### Given entries ###

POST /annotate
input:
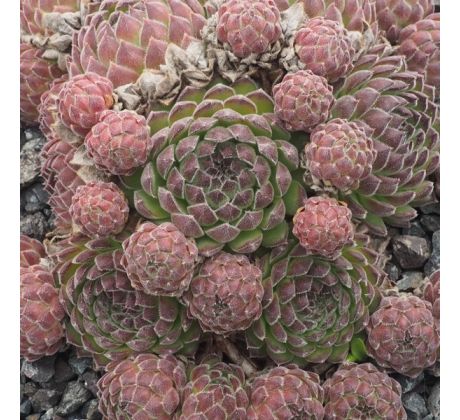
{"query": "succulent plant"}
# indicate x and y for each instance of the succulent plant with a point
(354, 15)
(48, 109)
(36, 75)
(285, 393)
(215, 390)
(325, 48)
(394, 15)
(248, 27)
(31, 251)
(362, 392)
(159, 260)
(61, 179)
(108, 318)
(99, 209)
(141, 387)
(323, 226)
(312, 306)
(302, 100)
(42, 332)
(340, 153)
(420, 44)
(119, 142)
(226, 294)
(221, 171)
(402, 121)
(82, 99)
(402, 335)
(122, 38)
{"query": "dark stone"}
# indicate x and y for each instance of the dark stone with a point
(431, 222)
(434, 263)
(415, 229)
(393, 271)
(30, 389)
(410, 280)
(36, 198)
(90, 410)
(34, 225)
(80, 364)
(41, 370)
(410, 251)
(75, 395)
(91, 379)
(415, 406)
(44, 399)
(30, 161)
(408, 384)
(26, 408)
(63, 371)
(49, 415)
(432, 208)
(434, 403)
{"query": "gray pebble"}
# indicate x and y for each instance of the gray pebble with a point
(30, 161)
(408, 384)
(44, 399)
(63, 371)
(26, 408)
(393, 271)
(91, 379)
(34, 225)
(36, 198)
(410, 251)
(90, 410)
(30, 389)
(415, 406)
(434, 403)
(410, 280)
(41, 370)
(431, 222)
(49, 415)
(434, 263)
(415, 229)
(80, 364)
(75, 395)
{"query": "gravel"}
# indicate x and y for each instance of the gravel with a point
(411, 251)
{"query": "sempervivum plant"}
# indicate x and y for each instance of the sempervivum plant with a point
(398, 121)
(119, 142)
(285, 393)
(31, 251)
(402, 335)
(248, 27)
(41, 319)
(215, 390)
(99, 209)
(220, 170)
(323, 226)
(226, 294)
(159, 260)
(108, 318)
(36, 75)
(302, 100)
(362, 392)
(420, 44)
(394, 15)
(141, 387)
(324, 47)
(312, 306)
(122, 38)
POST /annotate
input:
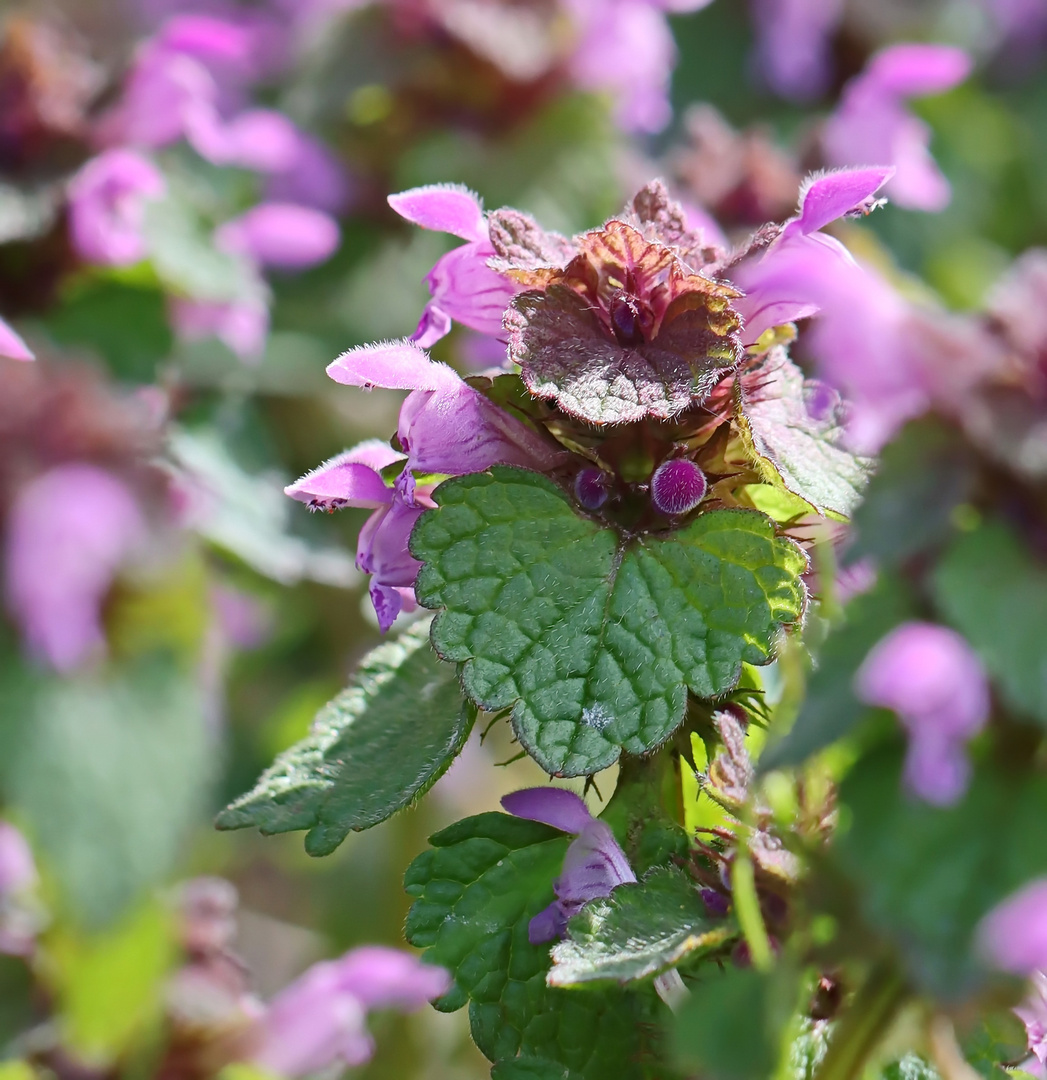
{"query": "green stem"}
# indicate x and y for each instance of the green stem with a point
(863, 1025)
(747, 907)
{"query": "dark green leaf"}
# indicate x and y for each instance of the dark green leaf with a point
(726, 1029)
(830, 709)
(475, 890)
(924, 876)
(529, 1068)
(806, 453)
(594, 639)
(923, 476)
(639, 931)
(379, 745)
(994, 592)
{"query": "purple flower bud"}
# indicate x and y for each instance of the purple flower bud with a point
(678, 486)
(11, 345)
(931, 678)
(280, 234)
(591, 488)
(68, 531)
(107, 206)
(319, 1020)
(594, 864)
(1012, 936)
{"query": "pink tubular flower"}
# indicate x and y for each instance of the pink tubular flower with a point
(797, 273)
(319, 1021)
(931, 678)
(17, 878)
(793, 39)
(280, 234)
(445, 427)
(464, 287)
(594, 864)
(1012, 936)
(107, 205)
(11, 345)
(872, 123)
(67, 535)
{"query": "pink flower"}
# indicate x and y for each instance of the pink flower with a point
(462, 286)
(11, 345)
(872, 124)
(800, 271)
(793, 40)
(319, 1021)
(931, 678)
(68, 532)
(1012, 936)
(445, 427)
(280, 234)
(594, 864)
(107, 206)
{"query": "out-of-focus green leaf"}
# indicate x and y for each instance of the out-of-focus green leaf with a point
(108, 770)
(475, 890)
(730, 1026)
(830, 709)
(994, 592)
(379, 745)
(593, 639)
(639, 931)
(250, 516)
(923, 476)
(923, 876)
(110, 985)
(126, 324)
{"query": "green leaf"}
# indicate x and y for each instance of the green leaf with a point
(730, 1026)
(639, 931)
(994, 592)
(922, 876)
(475, 890)
(923, 476)
(379, 745)
(830, 709)
(594, 638)
(807, 453)
(109, 771)
(528, 1068)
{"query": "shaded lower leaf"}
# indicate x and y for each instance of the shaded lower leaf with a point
(594, 638)
(830, 709)
(379, 745)
(475, 890)
(994, 592)
(922, 876)
(639, 931)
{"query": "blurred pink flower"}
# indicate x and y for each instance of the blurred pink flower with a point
(793, 39)
(872, 124)
(930, 677)
(107, 206)
(11, 345)
(1012, 936)
(594, 864)
(319, 1021)
(280, 234)
(68, 532)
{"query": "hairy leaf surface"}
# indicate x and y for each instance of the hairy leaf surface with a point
(383, 742)
(639, 931)
(475, 890)
(594, 638)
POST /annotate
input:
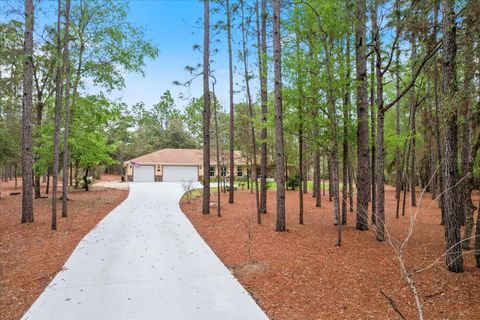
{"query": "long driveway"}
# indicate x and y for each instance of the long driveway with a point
(145, 260)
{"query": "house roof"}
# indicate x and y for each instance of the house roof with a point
(182, 156)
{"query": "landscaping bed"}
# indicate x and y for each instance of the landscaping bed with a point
(302, 274)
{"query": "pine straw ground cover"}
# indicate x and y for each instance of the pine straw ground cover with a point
(301, 274)
(31, 254)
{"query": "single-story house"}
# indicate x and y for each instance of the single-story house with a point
(179, 165)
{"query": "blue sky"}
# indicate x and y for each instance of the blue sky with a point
(173, 25)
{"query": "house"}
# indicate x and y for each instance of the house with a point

###

The request: Gather each line above that contains the string "focus", treating uppercase and lowercase letters as different.

Task solution:
{"query": "out-of-focus green leaf"}
# indicate x and y for each instance of the out-of-focus green leaf with a point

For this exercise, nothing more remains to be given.